::: TEXTO DE ORIGEM

1 A fraqueza normativa da Constituição: reformar é necessário

A Constituição da República Federativa do Brasil[1], promulgada em 1988, é, lamentavelmente, um texto repleto de promessas normativas irresponsáveis e inconsequentes.  Os legisladores constituintes originários estavam imbuídos de boas intenções, mas se deixaram contaminar pela crença infantil no poder mágico das “Leis”, como se o “verbo” pudesse se transformar em “carne” ou a “palavra” fosse suficiente para criar ou transformar o “mundo” e as “coisas” de acordo com a sua vontade. Esse poder de criar ou de modificar a matéria ou a realidade somente pela força das palavras é privativo de Deus, segundo as Sagradas Escrituras.

Os constituintes, ingenuamente, confundiram “força normativa” com “utopia fantasiosa”. Com efeito, um texto constitucional repleto de desejos, com desprezo à realidade ou às condições naturais ou geográficas, econômicas, sociais, culturais, científicas e tecnológicas de determinada sociedade em determinado espaço geográfico e período temporal, conduz à erosão de respeitabilidade e à perda de sua normatividade (vinculatividade), como bem explicou Konrad Hesse[2]. A Constituição divorciada da realidade e das contingências da vida e das possibilidades fáticas não passa de uma simples “folha de papel”, de sorte que a “Constituição jurídica” nada pode em face da “Constituição real” e dos “fatores reais de poder”, como denunciou Ferdinand Lassalle[3].

Nessa perspectiva, não há espaço para o “legislador Pinóquio” (aquele que mente para o povo mediante a criação de direitos sem lastro na realidade circundante) nem para “o jurista Peter Pan” (aquele que acredita no ordenamento jurídico, a despeito da realidade fática, como se o Direito fosse uma “Neverland”). Tanto o legislador como o jurista devem amadurecer e devem enfrentar a realidade nua, dura e crua, sem fantasias infantis ou crenças mágicas.

::::::
::: REGISTROS FORNECIDOS

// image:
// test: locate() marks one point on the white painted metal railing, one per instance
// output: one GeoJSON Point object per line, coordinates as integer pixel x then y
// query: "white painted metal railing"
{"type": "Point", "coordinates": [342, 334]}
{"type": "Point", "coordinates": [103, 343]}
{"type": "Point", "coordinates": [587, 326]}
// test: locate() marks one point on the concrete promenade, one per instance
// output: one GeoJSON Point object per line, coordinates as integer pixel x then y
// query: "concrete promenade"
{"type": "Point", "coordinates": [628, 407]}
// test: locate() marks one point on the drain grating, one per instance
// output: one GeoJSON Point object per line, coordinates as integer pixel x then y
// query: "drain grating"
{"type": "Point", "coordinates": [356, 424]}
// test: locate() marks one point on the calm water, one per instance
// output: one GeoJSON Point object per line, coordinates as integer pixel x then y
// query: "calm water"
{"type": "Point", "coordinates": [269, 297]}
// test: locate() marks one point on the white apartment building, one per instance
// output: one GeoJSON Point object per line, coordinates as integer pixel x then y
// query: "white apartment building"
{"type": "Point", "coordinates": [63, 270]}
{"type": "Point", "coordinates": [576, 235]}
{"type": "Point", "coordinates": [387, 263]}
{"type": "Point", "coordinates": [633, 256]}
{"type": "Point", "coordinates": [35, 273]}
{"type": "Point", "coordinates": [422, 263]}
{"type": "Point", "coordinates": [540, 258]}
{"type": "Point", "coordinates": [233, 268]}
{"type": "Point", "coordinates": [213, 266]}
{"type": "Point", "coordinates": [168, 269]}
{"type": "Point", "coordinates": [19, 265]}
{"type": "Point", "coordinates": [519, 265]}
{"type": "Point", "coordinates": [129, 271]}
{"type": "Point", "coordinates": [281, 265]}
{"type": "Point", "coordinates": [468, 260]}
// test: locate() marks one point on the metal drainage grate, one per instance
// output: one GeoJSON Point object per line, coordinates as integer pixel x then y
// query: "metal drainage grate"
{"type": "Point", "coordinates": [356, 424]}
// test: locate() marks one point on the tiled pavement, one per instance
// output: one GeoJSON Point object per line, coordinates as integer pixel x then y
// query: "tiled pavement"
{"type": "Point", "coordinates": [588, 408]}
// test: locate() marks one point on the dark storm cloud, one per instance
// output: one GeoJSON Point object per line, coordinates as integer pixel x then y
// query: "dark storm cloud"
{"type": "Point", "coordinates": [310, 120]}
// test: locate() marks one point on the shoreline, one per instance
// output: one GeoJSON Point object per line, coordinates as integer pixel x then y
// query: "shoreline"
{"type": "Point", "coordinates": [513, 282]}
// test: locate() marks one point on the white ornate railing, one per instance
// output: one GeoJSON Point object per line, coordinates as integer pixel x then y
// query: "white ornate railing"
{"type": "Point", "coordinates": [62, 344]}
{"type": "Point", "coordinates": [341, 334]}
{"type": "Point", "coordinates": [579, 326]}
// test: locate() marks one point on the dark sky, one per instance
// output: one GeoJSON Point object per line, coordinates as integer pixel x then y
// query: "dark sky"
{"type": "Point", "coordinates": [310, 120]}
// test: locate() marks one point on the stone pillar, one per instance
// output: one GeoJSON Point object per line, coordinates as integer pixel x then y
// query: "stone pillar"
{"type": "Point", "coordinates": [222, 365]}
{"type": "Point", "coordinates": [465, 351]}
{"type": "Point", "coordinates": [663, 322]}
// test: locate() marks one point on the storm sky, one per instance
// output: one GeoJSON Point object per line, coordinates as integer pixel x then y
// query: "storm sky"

::::::

> **LISTA DE EXERCÍCIOS**
1. Resuma em duas frases o texto sobre a Constituição de 1988.
2. Reproduza sem nenhuma alteração o trecho dos registros que vai da linha que contém "storm sky, one per instance" até o fim dos registros, incluindo as duas pontas.

> **AS RESPOSTAS**
1. A Constituição brasileira de 1988 é apresentada como um texto repleto de promessas normativas irresponsáveis, pois seus constituintes, embora bem-intencionados, acreditaram no poder mágico das leis e confundiram força normativa com utopia fantasiosa. Com base em Konrad Hesse e Ferdinand Lassalle, o texto sustenta que uma Constituição divorciada da realidade perde sua normatividade e se reduz a uma simples folha de papel, e que legislador e jurista devem enfrentar a realidade sem fantasias ou crenças mágicas.

2.
// test: locate() marks one point on the storm sky, one per instance
// output: one GeoJSON Point object per line, coordinates as integer pixel x then y
// query: "storm sky"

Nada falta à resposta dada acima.